── Exercise materials ──
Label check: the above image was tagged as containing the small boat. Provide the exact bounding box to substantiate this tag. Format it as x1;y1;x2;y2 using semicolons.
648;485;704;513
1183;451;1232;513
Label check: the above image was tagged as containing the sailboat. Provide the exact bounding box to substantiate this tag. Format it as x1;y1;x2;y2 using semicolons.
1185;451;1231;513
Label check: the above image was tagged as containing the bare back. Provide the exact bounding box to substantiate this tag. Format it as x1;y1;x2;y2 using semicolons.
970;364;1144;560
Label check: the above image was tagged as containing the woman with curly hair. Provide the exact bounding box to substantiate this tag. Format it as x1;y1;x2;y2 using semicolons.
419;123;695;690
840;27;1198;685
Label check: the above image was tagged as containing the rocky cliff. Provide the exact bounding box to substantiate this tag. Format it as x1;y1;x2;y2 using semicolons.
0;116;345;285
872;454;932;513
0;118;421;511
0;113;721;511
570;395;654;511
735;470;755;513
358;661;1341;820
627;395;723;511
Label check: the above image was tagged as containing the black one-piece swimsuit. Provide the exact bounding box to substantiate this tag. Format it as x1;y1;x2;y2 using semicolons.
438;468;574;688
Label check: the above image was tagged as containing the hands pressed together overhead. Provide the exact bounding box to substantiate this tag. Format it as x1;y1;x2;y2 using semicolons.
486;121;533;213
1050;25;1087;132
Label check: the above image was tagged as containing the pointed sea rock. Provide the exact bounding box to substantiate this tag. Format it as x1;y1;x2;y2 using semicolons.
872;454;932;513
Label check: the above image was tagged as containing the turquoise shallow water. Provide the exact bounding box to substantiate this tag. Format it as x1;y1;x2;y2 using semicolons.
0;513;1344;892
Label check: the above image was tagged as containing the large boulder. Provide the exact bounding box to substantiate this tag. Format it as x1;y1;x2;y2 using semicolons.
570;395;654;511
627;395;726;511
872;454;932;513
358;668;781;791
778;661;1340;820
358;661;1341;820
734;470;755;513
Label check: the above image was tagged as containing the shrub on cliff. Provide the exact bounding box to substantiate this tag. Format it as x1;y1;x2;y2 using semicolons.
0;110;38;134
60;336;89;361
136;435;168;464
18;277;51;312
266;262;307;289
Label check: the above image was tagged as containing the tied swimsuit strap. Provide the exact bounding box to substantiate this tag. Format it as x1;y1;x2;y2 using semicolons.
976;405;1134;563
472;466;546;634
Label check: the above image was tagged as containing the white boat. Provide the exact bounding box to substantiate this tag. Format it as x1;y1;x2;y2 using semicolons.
───
=== Exercise requirements ===
Pull out every line of the entries above that contains the word "swimsuit". Match case exactly.

=== Written solution ===
Label check: the above image was tagged as containing the black one-piece swimsuit. Provide the exact bounding box to substantiate this tag. Format it as x1;y1;x2;y2 using semicolons.
Label check: the above image was tagged as containing the tied swimsuit strap. Provide the exact bounding box to substantiate this tag. Format it as x1;y1;x2;y2 using semicolons.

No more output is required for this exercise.